• RECORDED INFORMATION:
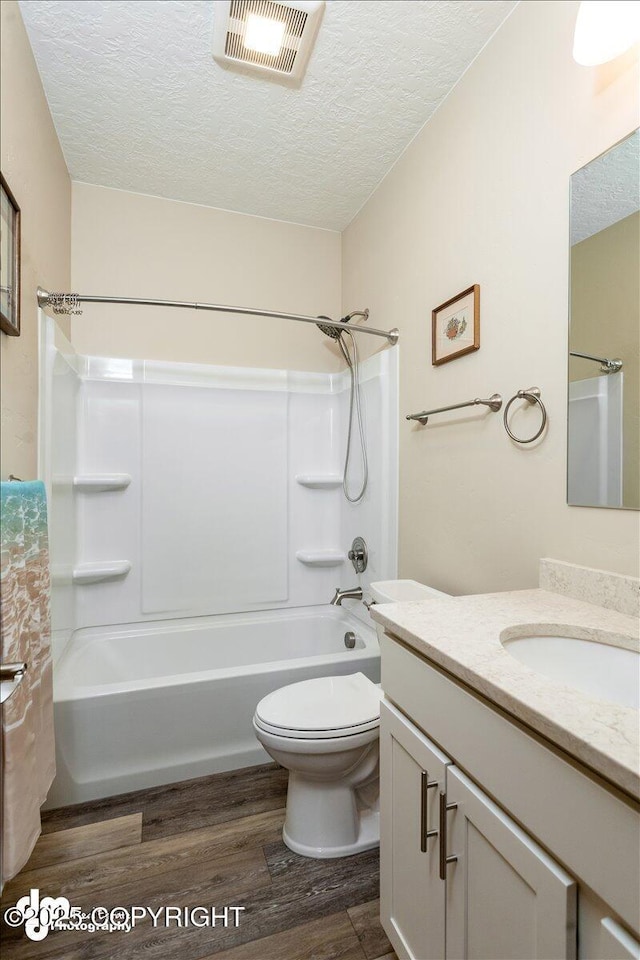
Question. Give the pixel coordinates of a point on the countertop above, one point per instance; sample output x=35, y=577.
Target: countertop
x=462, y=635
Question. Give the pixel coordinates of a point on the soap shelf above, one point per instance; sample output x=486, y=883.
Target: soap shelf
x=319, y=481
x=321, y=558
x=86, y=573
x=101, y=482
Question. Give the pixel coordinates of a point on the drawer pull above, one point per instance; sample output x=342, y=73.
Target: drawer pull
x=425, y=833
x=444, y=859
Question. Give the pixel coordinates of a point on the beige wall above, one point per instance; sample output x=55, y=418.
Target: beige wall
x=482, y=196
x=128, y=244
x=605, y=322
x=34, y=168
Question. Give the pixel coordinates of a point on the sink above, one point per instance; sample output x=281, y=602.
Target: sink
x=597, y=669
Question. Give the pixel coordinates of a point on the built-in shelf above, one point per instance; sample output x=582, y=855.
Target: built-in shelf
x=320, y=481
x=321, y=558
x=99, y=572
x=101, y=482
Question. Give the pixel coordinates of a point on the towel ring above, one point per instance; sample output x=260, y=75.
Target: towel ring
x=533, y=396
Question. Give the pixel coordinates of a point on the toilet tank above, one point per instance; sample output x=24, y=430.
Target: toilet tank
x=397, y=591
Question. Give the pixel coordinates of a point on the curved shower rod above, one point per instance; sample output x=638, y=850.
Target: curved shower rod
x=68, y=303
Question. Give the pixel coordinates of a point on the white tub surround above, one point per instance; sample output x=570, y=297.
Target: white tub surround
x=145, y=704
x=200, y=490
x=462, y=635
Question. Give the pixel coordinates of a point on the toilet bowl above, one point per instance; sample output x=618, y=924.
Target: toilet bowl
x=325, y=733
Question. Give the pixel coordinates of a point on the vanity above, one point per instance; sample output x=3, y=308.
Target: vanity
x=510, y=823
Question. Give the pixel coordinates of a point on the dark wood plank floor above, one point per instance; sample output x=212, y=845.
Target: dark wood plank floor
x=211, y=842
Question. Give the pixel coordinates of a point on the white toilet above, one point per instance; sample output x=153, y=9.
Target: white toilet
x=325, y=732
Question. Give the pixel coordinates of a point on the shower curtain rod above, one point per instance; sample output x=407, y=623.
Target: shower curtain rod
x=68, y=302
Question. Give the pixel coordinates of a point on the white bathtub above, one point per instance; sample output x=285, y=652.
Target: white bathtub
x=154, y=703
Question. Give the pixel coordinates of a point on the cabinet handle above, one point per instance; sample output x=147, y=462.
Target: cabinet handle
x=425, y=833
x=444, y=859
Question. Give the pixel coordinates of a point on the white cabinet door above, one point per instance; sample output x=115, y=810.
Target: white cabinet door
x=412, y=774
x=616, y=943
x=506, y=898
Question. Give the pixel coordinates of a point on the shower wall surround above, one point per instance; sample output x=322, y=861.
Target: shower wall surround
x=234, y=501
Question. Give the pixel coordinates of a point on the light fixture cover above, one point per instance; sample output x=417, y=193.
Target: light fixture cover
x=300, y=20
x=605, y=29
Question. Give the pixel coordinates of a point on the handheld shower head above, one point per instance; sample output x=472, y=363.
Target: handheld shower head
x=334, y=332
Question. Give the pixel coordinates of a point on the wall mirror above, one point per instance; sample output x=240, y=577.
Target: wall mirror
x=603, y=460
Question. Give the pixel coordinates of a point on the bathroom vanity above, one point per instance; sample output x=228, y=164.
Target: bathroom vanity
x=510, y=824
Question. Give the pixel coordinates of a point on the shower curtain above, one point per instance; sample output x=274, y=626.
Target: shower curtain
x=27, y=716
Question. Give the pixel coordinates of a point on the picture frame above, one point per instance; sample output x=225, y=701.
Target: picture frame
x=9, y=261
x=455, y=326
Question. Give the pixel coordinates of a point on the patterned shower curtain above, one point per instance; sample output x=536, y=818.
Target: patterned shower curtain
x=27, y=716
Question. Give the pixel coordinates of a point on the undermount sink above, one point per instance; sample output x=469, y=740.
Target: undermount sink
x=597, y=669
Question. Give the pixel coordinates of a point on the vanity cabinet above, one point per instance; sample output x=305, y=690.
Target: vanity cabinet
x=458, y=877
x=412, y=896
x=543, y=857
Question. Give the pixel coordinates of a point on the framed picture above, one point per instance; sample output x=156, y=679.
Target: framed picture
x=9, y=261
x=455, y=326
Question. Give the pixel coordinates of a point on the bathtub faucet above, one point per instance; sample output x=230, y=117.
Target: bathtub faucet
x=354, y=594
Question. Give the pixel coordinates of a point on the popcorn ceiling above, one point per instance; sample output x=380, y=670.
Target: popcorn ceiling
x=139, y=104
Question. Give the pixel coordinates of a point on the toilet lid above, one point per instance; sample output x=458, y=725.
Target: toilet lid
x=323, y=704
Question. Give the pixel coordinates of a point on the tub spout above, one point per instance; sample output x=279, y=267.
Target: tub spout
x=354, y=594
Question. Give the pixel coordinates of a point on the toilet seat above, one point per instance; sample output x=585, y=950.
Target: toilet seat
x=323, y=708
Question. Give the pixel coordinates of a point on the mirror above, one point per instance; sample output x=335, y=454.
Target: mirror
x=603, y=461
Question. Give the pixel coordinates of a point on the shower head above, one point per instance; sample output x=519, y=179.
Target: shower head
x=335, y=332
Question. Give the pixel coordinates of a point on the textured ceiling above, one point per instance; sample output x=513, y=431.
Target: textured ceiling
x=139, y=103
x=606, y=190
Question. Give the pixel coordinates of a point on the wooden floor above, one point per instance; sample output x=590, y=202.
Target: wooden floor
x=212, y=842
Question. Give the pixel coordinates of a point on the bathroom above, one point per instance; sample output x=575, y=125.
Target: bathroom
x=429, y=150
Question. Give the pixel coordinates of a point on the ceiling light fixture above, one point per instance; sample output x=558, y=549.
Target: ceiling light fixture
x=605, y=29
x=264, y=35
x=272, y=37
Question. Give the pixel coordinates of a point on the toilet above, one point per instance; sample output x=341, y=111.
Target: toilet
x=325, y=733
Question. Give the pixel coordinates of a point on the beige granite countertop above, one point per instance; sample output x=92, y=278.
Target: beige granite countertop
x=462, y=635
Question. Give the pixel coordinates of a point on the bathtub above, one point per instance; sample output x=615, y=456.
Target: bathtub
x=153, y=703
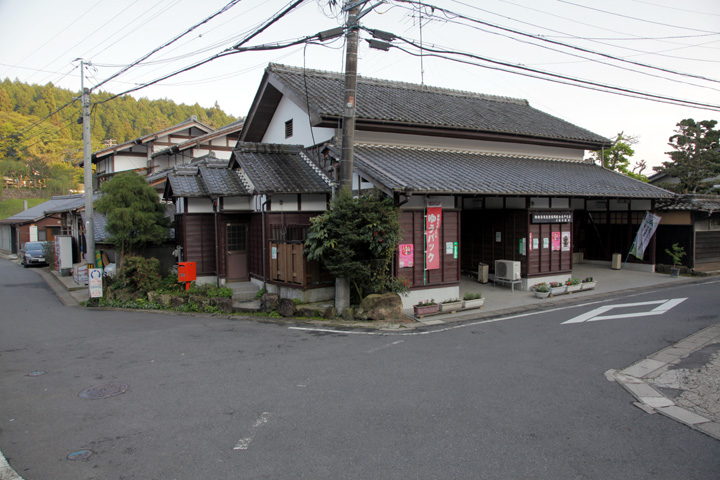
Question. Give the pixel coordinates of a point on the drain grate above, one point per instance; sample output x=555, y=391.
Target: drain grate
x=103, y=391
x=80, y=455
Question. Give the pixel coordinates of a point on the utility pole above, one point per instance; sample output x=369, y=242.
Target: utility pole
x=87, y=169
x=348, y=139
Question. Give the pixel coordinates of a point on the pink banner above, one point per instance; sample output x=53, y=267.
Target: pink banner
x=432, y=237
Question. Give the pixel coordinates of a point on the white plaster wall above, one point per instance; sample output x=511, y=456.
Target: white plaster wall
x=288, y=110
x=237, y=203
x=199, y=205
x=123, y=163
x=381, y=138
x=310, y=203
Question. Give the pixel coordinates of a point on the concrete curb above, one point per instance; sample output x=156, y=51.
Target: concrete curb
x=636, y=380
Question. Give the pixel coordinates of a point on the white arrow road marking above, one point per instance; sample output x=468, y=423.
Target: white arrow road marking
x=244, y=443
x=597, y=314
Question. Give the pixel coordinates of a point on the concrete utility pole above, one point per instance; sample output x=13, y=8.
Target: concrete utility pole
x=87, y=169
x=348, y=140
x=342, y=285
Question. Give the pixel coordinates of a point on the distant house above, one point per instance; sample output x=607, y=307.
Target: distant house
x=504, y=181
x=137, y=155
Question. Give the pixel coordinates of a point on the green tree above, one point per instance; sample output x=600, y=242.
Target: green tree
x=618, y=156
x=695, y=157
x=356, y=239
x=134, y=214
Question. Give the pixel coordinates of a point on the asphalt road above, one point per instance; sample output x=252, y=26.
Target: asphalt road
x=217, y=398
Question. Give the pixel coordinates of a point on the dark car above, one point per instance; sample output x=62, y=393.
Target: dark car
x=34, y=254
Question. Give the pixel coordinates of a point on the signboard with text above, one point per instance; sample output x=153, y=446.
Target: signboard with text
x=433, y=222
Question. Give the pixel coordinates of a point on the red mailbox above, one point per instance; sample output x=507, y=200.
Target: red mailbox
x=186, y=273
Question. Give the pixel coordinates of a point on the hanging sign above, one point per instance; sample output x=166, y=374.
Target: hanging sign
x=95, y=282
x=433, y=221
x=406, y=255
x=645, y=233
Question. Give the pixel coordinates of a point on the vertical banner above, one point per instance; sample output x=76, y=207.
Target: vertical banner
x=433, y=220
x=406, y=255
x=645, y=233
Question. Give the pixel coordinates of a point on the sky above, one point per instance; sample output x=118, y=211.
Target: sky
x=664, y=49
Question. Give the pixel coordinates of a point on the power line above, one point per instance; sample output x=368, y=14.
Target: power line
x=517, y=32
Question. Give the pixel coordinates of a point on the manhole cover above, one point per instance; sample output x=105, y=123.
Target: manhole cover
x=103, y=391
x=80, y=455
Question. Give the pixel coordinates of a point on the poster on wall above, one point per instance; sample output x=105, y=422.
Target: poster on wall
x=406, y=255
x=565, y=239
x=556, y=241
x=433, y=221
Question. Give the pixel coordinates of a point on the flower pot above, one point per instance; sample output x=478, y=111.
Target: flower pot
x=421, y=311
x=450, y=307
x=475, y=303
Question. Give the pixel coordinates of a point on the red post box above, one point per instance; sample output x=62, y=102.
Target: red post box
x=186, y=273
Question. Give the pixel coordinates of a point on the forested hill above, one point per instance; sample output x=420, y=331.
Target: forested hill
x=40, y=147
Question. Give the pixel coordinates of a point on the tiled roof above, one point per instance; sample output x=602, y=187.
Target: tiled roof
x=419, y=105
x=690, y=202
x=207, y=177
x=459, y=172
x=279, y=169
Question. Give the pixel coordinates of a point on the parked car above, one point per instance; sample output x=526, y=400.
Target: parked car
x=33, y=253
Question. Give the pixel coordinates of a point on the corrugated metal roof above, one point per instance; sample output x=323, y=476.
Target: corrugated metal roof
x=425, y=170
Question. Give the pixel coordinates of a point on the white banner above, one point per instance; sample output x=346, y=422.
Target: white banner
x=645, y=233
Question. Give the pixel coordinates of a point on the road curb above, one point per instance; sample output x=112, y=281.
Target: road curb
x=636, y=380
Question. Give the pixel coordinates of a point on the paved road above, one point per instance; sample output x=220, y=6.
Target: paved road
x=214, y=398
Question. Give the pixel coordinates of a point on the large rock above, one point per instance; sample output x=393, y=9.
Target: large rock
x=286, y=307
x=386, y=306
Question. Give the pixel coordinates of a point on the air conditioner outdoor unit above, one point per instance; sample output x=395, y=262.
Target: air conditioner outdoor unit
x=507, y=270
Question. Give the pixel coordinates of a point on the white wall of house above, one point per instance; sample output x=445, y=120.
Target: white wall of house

• WHAT YOU NEED TO DO: Starting at the line that contains "Question. Give the pixel coordinates of a point on the power" and ending with the line that contains "x=40, y=147", give those lines again with "flower pot" swapped for "planter" and nothing else changed.

• REPLY:
Question. Give the pixel coordinates of a point on the power line above, one point per instance; sample output x=368, y=14.
Target: power line
x=517, y=32
Question. Give the pixel coordinates of a point on the manhole cover above, one point per instance; sample output x=105, y=123.
Target: manhole cover
x=103, y=391
x=80, y=455
Question. Give the pixel coordinates of a point on the poster on wall above, one point per instance; sample output x=105, y=422.
Target: poster on wall
x=406, y=255
x=565, y=239
x=556, y=241
x=433, y=221
Question. Give the pixel coordinates of a point on the planter above, one point per instance; sample output x=478, y=111.
Target: planter
x=421, y=311
x=450, y=307
x=475, y=303
Question. Give the pixel coordinates of a point on the red post box above, one point per instance; sample output x=62, y=102.
Target: red post box
x=186, y=273
Question. Give the pixel coordinates of a point on the forested hill above, one point per instance; sample output x=420, y=331.
Target: forested hill
x=40, y=147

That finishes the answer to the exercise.